• [Your task]:
Go through the records line by line from the top and repeat each one exactly, ending with the line that contains "rocky slope -> box".

[Exercise materials — start]

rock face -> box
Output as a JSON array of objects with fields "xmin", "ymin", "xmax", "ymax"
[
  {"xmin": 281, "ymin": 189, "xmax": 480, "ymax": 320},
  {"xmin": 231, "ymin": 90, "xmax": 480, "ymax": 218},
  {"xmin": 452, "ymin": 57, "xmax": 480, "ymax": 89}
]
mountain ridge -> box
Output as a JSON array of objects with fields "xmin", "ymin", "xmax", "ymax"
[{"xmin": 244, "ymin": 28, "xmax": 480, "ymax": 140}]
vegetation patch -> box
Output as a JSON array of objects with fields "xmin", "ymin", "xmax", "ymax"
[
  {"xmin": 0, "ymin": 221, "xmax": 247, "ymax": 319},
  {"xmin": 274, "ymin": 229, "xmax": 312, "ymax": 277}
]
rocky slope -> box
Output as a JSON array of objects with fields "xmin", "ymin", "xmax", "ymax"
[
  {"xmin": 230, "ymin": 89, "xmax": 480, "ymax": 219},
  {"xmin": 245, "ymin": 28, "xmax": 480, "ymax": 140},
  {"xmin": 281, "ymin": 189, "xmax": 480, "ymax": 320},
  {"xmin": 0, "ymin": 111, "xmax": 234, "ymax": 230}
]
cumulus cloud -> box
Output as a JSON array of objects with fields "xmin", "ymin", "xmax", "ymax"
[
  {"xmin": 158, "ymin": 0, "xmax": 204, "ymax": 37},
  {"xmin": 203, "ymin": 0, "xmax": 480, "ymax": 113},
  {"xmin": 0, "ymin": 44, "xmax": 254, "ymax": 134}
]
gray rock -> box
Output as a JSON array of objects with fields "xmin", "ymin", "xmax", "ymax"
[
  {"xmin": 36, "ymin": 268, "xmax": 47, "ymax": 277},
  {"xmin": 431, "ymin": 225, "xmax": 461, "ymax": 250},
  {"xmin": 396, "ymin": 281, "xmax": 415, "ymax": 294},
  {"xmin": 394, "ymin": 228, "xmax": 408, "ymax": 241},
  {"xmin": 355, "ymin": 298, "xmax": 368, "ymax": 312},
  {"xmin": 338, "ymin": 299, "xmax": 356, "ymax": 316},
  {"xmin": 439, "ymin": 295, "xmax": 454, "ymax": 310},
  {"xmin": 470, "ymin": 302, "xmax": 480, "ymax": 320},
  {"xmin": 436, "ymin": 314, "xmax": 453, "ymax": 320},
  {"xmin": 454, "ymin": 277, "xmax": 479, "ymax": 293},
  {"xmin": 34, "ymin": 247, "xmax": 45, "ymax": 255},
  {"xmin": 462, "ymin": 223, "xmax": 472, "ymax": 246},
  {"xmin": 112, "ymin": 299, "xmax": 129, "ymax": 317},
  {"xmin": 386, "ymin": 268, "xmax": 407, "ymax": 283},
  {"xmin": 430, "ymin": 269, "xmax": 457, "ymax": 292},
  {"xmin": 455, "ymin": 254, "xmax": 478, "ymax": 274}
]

[Exercise materials — finish]

• [Result of the exercise]:
rock face -> box
Output as a JSON array of objects with fields "xmin", "ymin", "xmax", "ymax"
[
  {"xmin": 281, "ymin": 189, "xmax": 480, "ymax": 320},
  {"xmin": 231, "ymin": 90, "xmax": 480, "ymax": 218},
  {"xmin": 452, "ymin": 57, "xmax": 480, "ymax": 89}
]
mountain ridge -> box
Output as a JSON array of objects with fields "xmin", "ymin", "xmax", "ymax"
[{"xmin": 244, "ymin": 28, "xmax": 480, "ymax": 140}]
vegetation patch -> box
Output as a JSON array of objects with fields "xmin", "ymin", "xmax", "ymax"
[
  {"xmin": 0, "ymin": 221, "xmax": 247, "ymax": 319},
  {"xmin": 274, "ymin": 229, "xmax": 312, "ymax": 277}
]
rocky slope -> box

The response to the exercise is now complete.